QUESTIONS SUR L'EXTRAIT:
- A) Recopiez le passage de l'extrait sur la gestion des risques naturels situé entre « Serait-ce l’angle mort » et « secouer les ministères. », ces deux bornes comprises.
- B) D'après l'extrait sur la gestion des risques naturels, dans quel ouvrage le CNRS émet-il ses recommandations d'organisation en cas d'événement majeur ?
- C) Donnez la suite de l'extrait sur la gestion des risques naturels, en reprenant juste après sa dernière phrase.

::: EXTRAIT DU DOCUMENT

Serait-ce l’angle mort de la politique de gestion des risques naturels ? Si les chercheurs assurent l’observation au long cours des profondeurs de la terre, la surveillance et la gestion d’une éventuelle crise reposent sur un magma d’acteurs, à la coordination nébuleuse. Le CNRS émet des recommandations d’organisation en cas d’événement majeur, dans l’ouvrage « Quand la Terre tremble », conçu pour secouer les ministères.

::::::
::: DONNÉES ENREGISTRÉES

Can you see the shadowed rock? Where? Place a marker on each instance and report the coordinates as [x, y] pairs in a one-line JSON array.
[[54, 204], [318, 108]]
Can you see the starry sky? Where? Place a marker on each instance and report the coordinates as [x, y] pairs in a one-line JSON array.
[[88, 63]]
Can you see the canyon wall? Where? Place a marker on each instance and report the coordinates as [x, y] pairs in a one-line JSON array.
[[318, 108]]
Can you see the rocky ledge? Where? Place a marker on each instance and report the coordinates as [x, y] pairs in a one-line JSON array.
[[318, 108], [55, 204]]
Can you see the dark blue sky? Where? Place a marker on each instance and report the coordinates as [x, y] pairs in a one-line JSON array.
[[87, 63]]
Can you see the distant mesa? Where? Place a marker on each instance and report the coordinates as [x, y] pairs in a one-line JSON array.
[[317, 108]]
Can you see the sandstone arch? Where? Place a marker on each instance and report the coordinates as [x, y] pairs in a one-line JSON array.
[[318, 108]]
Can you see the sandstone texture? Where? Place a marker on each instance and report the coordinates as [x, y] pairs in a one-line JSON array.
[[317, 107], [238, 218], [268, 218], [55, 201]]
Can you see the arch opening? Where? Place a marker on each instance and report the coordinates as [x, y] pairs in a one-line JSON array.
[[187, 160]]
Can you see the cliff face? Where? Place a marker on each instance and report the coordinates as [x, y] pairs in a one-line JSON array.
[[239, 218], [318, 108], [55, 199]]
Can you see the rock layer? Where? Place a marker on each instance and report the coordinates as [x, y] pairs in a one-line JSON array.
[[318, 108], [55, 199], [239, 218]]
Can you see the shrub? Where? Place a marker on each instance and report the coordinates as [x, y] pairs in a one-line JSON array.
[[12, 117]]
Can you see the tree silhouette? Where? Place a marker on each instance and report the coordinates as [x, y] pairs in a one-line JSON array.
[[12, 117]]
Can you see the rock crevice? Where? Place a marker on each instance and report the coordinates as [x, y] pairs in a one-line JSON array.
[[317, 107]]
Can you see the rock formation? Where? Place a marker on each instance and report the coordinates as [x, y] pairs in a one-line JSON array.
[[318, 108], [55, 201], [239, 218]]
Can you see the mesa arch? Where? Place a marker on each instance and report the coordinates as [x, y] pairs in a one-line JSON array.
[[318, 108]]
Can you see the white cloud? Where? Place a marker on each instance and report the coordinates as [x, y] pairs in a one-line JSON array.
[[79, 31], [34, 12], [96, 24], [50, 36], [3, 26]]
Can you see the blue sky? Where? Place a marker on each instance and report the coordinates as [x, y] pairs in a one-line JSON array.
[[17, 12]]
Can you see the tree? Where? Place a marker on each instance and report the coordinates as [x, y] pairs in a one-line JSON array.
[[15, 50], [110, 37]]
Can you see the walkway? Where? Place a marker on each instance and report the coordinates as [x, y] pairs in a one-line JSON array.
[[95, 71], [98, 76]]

::::::

RÉPONSES AUX QUESTIONS:
- A)
Serait-ce l’angle mort de la politique de gestion des risques naturels ? Si les chercheurs assurent l’observation au long cours des profondeurs de la terre, la surveillance et la gestion d’une éventuelle crise reposent sur un magma d’acteurs, à la coordination nébuleuse. Le CNRS émet des recommandations d’organisation en cas d’événement majeur, dans l’ouvrage « Quand la Terre tremble », conçu pour secouer les ministères.

- B) Dans l'ouvrage « Quand la Terre tremble ».

- C)
125 équivalents temps plein répartis dans 13 organismes de recherche, rattachés à 8 tutelles ministérielles. Et un lien entre scientifiques et acteurs de la protection civile qui reste à consolider. En termes policés, on parle de « dispersion de la chaîne du risque tellurique » (séisme, tsunami, éruption volcanique, glissement de terrain). Eric Hulmer pointe ouvertement une « organisation inexistante ou alors, gazeuse … » Le directeur adjoint scientifique de l’Institut national des sciences de l’univers (Centre national de la recherche scientifique, CNRS) appelle à la création d’un service d’« urgentistes des risques telluriques, opérationnels 24 heures sur 24 toute l’année. Celui-ci ne se montera pas avec une aide financière ponctuelle. La solution est à trouver dans les ministères, avec l’appui de l’Agence nationale de la recherche ».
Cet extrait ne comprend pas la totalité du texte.